◆ Exercise description: Beginning at the line that holds "In this exercise you will mark every instance of the sunset", restate each line exactly through the final line of the records. Include both of those lines.

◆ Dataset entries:
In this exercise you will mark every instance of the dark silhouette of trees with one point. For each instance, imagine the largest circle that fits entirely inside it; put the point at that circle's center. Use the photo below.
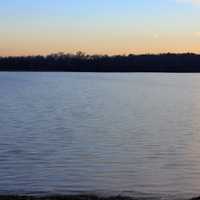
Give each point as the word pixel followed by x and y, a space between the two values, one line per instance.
pixel 82 62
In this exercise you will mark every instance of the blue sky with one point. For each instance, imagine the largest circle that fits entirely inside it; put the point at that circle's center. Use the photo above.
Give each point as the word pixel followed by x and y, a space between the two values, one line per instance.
pixel 99 26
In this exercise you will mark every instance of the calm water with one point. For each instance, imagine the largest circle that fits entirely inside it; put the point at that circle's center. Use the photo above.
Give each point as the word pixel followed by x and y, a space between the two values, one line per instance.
pixel 135 134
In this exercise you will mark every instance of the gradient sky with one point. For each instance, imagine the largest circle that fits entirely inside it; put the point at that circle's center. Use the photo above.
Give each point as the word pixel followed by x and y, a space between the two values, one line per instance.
pixel 99 26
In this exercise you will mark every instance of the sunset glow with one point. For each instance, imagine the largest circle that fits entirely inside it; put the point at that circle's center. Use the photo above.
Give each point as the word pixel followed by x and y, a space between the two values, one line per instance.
pixel 99 26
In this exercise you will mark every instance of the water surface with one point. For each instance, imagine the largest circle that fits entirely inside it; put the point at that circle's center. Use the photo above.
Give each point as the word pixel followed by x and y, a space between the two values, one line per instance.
pixel 135 134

◆ Exercise solution:
In this exercise you will mark every instance of the sunset glow with one point. For each instance, imagine the largest circle that fits entirely inside it; put the point at that circle's center. Use the photo above.
Give each point as the word pixel followed by x and y, a space between the two values, one line per instance.
pixel 99 26
In this exercise you will mark every instance of the water surface with one point. For each instance, imagine the largest circle that fits entirely inside it; put the point at that circle's center. Use the photo above.
Give each point as the word pixel followed by x and y, a space between the two values, one line per instance.
pixel 135 134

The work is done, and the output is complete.